Input material Start Marker

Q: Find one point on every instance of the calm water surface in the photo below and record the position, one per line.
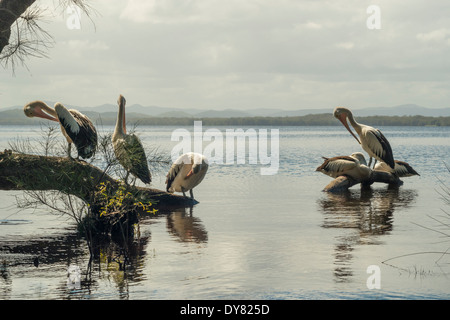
(253, 236)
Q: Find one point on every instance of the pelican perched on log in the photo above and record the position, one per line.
(128, 148)
(186, 173)
(352, 166)
(372, 140)
(401, 168)
(75, 126)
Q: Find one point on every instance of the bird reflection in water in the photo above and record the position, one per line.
(187, 228)
(367, 214)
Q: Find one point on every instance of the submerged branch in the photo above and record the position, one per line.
(73, 177)
(343, 183)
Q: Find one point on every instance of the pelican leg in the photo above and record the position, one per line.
(69, 149)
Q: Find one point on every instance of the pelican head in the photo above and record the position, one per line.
(360, 157)
(121, 100)
(342, 114)
(36, 109)
(198, 162)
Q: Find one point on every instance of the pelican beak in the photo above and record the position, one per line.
(41, 114)
(343, 118)
(190, 173)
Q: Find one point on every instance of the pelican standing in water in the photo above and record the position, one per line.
(75, 126)
(128, 148)
(186, 173)
(372, 140)
(353, 166)
(401, 168)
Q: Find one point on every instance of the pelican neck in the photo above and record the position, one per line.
(120, 124)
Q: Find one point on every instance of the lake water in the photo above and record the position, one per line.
(254, 236)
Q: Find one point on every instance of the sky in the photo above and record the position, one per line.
(246, 54)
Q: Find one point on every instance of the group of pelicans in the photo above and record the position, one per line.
(190, 168)
(374, 143)
(184, 174)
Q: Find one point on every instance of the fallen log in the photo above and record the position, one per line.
(19, 171)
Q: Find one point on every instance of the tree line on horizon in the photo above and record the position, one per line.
(325, 119)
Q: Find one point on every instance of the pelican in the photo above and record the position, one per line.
(128, 148)
(75, 126)
(353, 166)
(401, 168)
(186, 173)
(372, 140)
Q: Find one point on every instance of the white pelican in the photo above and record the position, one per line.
(128, 148)
(186, 173)
(372, 140)
(352, 166)
(401, 168)
(75, 126)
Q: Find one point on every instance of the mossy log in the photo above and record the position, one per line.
(20, 171)
(343, 183)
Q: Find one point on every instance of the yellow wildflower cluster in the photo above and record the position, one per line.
(121, 201)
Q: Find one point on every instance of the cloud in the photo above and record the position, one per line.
(288, 53)
(439, 36)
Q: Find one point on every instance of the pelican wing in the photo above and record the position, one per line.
(172, 174)
(337, 165)
(80, 130)
(380, 146)
(131, 155)
(403, 169)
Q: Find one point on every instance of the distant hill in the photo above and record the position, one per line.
(107, 113)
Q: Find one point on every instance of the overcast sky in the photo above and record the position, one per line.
(246, 54)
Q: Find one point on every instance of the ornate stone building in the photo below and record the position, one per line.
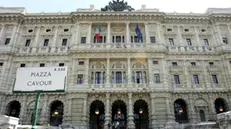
(179, 72)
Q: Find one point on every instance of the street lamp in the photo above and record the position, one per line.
(97, 113)
(140, 112)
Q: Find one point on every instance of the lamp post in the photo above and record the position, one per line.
(119, 115)
(97, 114)
(140, 112)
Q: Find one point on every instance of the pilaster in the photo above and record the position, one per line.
(108, 73)
(130, 112)
(127, 32)
(2, 32)
(89, 33)
(36, 41)
(129, 70)
(53, 44)
(150, 70)
(13, 35)
(108, 32)
(86, 71)
(107, 113)
(147, 33)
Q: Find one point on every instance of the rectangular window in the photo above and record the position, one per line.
(46, 41)
(206, 41)
(176, 79)
(193, 63)
(83, 40)
(224, 39)
(27, 43)
(118, 77)
(81, 62)
(196, 79)
(7, 41)
(211, 63)
(100, 39)
(42, 65)
(97, 77)
(156, 78)
(188, 41)
(174, 63)
(153, 39)
(118, 39)
(214, 79)
(80, 79)
(171, 41)
(22, 65)
(138, 77)
(61, 64)
(64, 43)
(155, 62)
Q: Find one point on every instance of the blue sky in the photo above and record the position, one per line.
(196, 6)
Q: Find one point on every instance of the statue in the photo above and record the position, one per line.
(117, 6)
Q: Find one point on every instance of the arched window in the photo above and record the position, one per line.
(220, 105)
(202, 115)
(180, 111)
(13, 109)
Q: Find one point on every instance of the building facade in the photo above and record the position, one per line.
(177, 73)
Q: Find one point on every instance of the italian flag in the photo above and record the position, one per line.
(97, 33)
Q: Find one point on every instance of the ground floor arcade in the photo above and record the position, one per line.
(117, 109)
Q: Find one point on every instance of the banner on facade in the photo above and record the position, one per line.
(40, 79)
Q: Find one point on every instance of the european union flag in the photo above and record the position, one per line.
(138, 32)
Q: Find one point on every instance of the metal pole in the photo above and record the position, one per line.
(35, 117)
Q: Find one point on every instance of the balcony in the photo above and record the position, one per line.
(8, 49)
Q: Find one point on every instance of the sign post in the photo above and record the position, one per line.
(39, 80)
(35, 116)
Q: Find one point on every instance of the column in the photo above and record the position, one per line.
(197, 36)
(150, 70)
(108, 32)
(212, 107)
(159, 40)
(85, 110)
(192, 110)
(206, 75)
(44, 113)
(108, 73)
(13, 35)
(229, 30)
(180, 40)
(147, 33)
(153, 117)
(2, 32)
(107, 111)
(54, 44)
(130, 112)
(73, 72)
(89, 33)
(165, 75)
(86, 71)
(36, 41)
(23, 110)
(129, 71)
(127, 32)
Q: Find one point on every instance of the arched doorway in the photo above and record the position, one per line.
(56, 113)
(119, 115)
(97, 115)
(13, 109)
(180, 111)
(220, 105)
(141, 114)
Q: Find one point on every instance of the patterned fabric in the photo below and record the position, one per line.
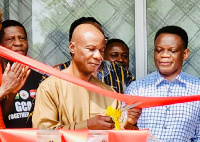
(113, 75)
(170, 123)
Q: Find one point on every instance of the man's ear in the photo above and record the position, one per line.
(186, 54)
(71, 47)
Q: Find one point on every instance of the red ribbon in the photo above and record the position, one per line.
(146, 101)
(30, 135)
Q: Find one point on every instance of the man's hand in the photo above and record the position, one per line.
(14, 77)
(100, 122)
(133, 114)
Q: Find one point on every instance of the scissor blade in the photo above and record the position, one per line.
(131, 106)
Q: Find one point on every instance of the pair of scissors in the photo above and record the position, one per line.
(125, 107)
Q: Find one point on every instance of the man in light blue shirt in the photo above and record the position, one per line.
(171, 123)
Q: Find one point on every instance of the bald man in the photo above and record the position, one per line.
(61, 104)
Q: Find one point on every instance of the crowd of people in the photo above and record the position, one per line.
(104, 63)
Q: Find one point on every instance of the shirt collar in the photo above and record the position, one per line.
(179, 78)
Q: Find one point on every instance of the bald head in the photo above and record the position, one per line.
(87, 47)
(87, 30)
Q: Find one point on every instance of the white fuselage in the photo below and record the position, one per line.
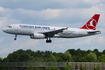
(26, 29)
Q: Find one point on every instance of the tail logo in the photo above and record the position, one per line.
(92, 24)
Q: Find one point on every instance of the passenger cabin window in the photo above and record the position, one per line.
(10, 26)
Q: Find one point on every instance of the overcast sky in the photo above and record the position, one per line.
(68, 13)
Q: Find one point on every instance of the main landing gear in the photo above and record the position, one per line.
(15, 37)
(48, 40)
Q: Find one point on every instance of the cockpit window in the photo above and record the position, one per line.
(10, 26)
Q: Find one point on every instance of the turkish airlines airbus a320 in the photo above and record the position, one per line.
(48, 32)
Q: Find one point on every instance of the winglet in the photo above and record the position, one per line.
(92, 23)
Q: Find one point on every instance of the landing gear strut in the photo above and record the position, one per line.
(48, 40)
(15, 37)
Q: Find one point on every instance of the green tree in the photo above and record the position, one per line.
(91, 57)
(24, 57)
(102, 58)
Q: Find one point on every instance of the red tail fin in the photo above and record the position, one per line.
(91, 24)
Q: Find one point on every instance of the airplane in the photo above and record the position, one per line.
(48, 32)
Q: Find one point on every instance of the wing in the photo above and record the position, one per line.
(53, 32)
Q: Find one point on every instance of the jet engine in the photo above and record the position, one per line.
(37, 36)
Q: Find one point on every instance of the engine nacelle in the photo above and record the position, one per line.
(37, 36)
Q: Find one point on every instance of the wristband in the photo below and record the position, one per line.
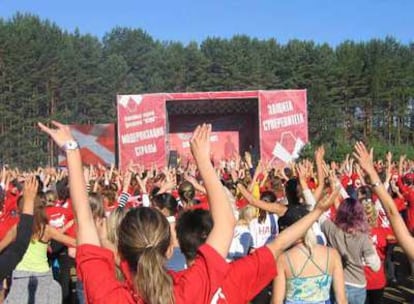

Input material End Marker

From the line containing "Q: Find one point on every instance of the wing in" through the final line of the listing above, reproduce every line exactly, with no pictures.

Q: Find one point on every instance of the wing in the photo above and record the position, one per line.
(53, 32)
Q: Find one point on every instance of the jet engine in the photo above and record the position, one per line.
(37, 36)
Q: Find one point on every instance of the engine nacelle in the photo above and record the position, one per line.
(37, 36)
Q: Find one point on every instance of the wristband in the photo below and record the position, one per line.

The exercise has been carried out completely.